## CHALLENGE A:
In the passage below, can you reproduce word for word the stretch that begins at "Having been sucked" and ends after "be worn again."?

## DOCUMENT:
I feel a bit like Dorothy in The Wizard of Oz.
Having been sucked into a tornado and deposited for almost ten years in a technicolour world of high political and personal drama in the wake of my other half, Alastair Campbell. I am back, not in Kansas but in black-and-white north London whence I came: being a journalist, hanging out with the kids, rarely getting out of my jeans and trainers, even riding a bike, for God's sake. I have even got my own version of the ruby slippers — a cupboard full of posh 'state visit' suits (essential in No. 10) never to be worn again.

## CHALLENGE B:
Can you turn the lines of the records below into a numbered list, starting at the line that has "Outline the oryx" and stopping after the line that has "83 70 87 75", with blank lines omitted?

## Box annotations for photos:
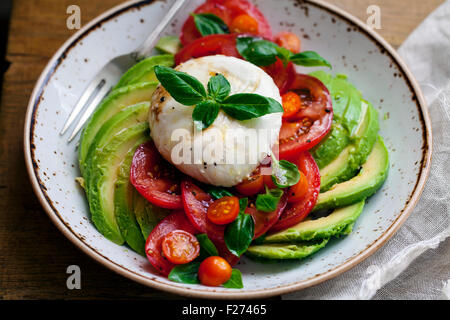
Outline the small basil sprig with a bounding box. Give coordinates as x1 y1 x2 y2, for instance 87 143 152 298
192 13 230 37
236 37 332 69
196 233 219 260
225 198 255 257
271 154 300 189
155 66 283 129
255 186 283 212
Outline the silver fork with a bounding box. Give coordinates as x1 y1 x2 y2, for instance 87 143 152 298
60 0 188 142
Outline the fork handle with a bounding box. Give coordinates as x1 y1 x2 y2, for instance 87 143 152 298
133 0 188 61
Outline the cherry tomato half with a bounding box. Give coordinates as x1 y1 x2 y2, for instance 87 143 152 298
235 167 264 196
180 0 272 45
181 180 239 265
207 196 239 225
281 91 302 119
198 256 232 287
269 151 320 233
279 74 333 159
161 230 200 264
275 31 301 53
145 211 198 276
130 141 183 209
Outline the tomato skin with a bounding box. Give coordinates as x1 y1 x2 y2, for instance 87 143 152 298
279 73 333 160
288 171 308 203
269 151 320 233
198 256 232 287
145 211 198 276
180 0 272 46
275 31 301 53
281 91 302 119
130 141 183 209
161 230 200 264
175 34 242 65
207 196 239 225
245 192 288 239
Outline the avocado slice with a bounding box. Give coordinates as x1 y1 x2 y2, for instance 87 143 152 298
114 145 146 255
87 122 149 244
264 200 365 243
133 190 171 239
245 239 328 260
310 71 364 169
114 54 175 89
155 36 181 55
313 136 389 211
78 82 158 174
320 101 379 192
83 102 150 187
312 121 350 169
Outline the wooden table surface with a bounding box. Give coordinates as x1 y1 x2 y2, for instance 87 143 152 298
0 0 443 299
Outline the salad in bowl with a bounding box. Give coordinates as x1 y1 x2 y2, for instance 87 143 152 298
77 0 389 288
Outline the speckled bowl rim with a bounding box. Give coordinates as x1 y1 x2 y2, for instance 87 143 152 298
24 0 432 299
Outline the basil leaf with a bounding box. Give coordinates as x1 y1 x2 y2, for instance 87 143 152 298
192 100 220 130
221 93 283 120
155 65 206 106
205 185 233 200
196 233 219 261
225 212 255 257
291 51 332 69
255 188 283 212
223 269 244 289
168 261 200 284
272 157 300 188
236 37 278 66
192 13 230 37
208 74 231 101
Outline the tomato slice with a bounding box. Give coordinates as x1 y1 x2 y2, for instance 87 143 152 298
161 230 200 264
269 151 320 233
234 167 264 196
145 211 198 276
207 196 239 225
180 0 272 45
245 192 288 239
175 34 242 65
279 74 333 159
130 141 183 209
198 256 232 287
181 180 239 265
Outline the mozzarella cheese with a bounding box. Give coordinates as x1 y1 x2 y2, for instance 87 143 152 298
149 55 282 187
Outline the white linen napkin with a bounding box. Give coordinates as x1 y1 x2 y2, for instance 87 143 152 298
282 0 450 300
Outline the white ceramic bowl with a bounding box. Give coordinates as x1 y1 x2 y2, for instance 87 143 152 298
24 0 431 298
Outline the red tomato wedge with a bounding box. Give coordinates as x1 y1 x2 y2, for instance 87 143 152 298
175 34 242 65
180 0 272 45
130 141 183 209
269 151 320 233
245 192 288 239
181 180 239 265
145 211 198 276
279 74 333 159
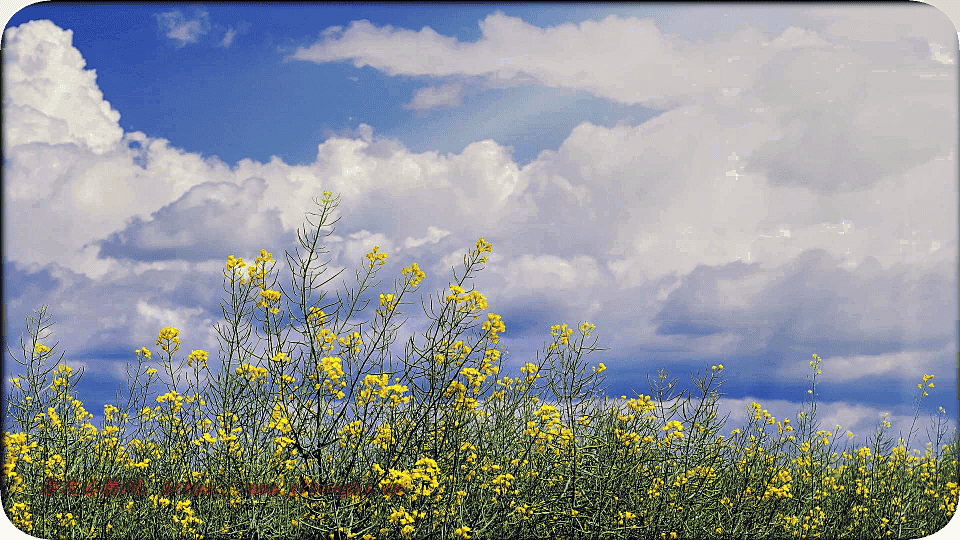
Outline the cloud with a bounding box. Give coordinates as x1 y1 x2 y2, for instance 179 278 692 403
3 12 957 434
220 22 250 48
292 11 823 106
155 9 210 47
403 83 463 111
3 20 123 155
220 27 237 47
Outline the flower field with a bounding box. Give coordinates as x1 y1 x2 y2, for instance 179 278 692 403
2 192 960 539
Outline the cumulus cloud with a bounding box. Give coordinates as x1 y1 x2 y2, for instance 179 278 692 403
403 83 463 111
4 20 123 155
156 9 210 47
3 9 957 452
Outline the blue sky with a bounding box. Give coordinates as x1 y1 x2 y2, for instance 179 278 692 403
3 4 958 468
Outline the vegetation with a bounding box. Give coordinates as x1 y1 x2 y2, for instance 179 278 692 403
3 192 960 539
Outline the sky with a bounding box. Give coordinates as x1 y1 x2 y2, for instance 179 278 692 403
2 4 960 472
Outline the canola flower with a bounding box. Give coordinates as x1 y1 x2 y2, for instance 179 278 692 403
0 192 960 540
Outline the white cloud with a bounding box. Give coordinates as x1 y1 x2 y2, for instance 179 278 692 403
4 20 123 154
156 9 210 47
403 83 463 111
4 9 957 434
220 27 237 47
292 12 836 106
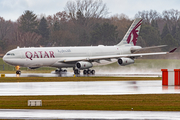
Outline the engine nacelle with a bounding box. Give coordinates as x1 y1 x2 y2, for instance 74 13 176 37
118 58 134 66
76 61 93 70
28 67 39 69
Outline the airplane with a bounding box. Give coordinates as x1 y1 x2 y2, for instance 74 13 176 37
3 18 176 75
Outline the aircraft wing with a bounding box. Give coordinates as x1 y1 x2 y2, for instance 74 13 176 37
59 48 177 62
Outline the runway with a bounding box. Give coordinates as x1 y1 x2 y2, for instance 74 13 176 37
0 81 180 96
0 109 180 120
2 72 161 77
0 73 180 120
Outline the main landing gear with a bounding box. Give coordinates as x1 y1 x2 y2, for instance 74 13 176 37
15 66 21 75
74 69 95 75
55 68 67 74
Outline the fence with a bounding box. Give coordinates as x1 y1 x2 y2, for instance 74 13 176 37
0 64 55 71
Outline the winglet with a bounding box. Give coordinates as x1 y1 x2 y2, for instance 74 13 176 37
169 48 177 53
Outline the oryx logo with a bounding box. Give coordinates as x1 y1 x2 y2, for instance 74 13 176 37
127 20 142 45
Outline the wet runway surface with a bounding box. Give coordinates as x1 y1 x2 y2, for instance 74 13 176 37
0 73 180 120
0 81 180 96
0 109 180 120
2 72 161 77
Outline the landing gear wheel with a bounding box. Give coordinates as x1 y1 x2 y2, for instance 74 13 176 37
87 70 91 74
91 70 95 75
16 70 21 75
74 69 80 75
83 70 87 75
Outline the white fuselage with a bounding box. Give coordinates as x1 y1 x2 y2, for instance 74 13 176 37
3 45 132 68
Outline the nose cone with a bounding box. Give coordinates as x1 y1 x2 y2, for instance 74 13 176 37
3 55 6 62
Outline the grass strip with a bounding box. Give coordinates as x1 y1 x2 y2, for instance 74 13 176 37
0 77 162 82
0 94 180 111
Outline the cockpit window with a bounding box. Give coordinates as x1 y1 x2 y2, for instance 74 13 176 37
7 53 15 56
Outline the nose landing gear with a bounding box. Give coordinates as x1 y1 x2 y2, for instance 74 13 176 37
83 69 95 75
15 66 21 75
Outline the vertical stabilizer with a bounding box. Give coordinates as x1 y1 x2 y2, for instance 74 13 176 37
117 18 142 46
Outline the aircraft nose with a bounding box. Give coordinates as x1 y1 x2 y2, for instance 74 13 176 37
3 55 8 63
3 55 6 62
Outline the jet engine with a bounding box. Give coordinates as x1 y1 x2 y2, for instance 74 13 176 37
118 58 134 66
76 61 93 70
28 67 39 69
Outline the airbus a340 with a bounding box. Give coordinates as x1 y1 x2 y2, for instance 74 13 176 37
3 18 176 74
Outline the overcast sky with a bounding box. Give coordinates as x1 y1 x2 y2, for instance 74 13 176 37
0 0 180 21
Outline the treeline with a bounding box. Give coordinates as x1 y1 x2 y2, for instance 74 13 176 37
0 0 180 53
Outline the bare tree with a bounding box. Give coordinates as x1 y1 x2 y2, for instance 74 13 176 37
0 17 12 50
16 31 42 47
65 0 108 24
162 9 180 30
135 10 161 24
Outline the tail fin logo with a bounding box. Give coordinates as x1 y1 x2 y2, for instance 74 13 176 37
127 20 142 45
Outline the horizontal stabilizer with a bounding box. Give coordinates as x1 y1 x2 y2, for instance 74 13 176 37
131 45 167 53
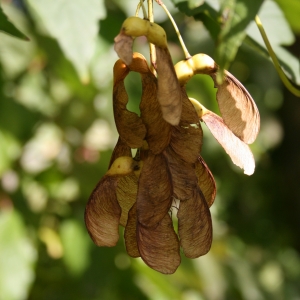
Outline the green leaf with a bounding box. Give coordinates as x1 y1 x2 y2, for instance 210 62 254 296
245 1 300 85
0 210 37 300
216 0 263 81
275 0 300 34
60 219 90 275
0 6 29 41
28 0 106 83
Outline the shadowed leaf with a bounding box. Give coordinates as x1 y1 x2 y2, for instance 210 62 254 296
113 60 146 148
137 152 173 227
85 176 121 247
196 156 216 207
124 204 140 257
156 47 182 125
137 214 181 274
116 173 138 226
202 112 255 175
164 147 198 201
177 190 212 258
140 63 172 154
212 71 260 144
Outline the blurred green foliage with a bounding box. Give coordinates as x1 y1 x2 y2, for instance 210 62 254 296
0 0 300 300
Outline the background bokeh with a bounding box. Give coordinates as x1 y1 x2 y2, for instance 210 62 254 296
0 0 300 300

---

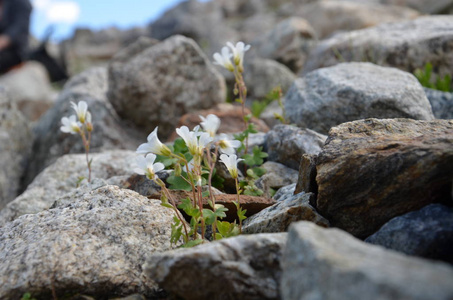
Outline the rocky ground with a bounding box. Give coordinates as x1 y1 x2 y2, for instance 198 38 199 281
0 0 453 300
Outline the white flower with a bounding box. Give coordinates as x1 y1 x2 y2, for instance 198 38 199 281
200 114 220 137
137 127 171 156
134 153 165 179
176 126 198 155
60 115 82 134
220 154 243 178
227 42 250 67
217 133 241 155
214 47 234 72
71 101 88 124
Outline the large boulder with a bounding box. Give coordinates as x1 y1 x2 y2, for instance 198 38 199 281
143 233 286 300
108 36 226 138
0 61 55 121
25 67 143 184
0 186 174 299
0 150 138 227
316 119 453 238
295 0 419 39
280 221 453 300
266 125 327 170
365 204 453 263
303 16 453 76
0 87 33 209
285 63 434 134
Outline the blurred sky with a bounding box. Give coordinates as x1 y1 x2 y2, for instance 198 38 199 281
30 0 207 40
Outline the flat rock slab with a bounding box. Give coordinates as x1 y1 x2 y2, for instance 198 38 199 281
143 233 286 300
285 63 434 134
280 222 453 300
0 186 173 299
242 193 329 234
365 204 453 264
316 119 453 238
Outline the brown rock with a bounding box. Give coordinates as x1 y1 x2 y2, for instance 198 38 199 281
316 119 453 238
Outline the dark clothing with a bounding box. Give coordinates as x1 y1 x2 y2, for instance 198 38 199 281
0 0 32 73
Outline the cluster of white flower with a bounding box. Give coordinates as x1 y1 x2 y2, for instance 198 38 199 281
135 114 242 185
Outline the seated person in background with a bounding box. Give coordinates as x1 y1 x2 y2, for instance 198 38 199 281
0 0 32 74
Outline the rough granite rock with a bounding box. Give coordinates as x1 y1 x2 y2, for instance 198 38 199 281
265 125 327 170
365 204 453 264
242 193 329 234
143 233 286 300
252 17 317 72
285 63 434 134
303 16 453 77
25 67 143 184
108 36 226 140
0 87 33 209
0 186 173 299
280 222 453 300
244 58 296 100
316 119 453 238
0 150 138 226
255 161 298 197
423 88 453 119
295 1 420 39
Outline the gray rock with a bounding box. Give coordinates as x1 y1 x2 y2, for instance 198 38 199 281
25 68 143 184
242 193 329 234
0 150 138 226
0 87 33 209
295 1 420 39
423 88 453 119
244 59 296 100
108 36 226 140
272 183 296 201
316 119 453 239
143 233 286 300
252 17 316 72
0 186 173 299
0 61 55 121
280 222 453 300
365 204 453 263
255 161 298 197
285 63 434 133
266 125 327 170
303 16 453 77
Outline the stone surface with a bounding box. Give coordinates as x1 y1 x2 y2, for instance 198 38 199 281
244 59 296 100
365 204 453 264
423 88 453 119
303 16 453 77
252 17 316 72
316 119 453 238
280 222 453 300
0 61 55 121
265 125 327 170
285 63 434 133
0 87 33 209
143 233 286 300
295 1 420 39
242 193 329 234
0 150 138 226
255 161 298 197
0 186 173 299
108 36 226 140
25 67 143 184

...

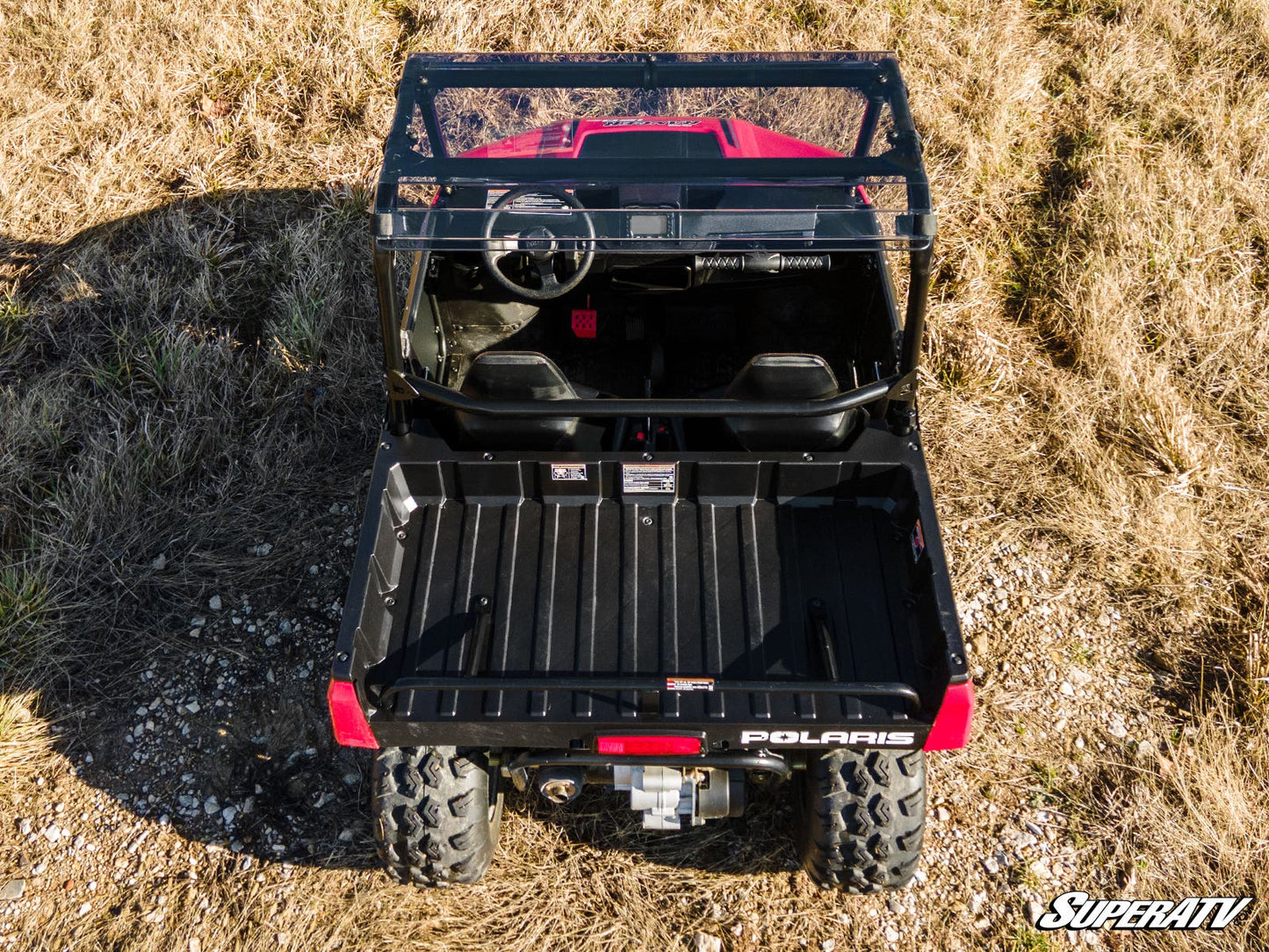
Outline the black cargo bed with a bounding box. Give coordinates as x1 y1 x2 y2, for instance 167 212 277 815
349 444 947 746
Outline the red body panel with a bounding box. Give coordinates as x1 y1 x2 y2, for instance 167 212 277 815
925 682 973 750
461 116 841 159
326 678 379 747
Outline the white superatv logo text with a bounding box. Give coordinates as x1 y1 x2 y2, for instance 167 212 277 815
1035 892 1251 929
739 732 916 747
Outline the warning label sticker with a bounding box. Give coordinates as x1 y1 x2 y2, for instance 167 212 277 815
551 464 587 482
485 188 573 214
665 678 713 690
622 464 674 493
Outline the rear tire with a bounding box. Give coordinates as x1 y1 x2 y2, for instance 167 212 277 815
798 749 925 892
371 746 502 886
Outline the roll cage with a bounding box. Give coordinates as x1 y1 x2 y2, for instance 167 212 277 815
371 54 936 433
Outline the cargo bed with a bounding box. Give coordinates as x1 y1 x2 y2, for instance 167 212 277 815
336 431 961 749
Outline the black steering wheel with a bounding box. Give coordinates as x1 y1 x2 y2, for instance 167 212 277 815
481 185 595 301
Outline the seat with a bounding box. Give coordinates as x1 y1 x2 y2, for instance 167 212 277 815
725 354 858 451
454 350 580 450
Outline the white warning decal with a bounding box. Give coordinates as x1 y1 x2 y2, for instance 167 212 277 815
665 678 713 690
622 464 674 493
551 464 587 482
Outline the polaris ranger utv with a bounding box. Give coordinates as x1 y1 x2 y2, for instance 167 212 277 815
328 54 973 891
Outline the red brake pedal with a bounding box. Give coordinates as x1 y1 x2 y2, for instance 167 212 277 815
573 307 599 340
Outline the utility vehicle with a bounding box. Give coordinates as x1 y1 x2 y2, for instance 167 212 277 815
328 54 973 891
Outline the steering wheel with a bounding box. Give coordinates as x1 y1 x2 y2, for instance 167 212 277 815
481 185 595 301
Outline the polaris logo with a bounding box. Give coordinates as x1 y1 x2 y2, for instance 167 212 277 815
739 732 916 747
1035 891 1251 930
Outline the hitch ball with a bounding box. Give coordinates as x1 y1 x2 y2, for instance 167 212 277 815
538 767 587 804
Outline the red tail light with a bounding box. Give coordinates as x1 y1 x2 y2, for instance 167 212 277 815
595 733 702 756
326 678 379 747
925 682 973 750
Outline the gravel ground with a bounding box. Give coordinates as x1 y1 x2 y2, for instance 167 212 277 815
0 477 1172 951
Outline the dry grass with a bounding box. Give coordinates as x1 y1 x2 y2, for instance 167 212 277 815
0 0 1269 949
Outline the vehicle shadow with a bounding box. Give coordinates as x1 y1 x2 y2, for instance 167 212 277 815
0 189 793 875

## FINAL RESULT A:
Having been sucked into a tornado and deposited for almost ten years in a technicolour world of high political and personal drama in the wake of my other half, Alastair Campbell. I am back, not in Kansas but in black-and-white north London whence I came: being a journalist, hanging out with the kids, rarely getting out of my jeans and trainers, even riding a bike, for God's sake. I have even got my own version of the ruby slippers — a cupboard full of posh 'state visit' suits (essential in No. 10) never to be worn again.

## FINAL RESULT B:
1. Outline the oryx logo with a bounding box. Give coordinates as x1 y1 x2 y2, for instance 74 13 176 37
2. 127 20 142 45
3. Outline the wet runway surface with a bounding box. Give coordinates as x1 y1 x2 y2, for instance 74 13 176 37
4. 0 73 180 120
5. 0 81 180 96
6. 0 109 180 120
7. 2 72 161 77
8. Outline the landing gear wheel with a bounding box. Give coordinates as x1 y1 x2 y2, for instance 74 13 176 37
9. 87 70 91 74
10. 91 70 95 75
11. 16 70 21 75
12. 74 69 80 75
13. 83 70 87 75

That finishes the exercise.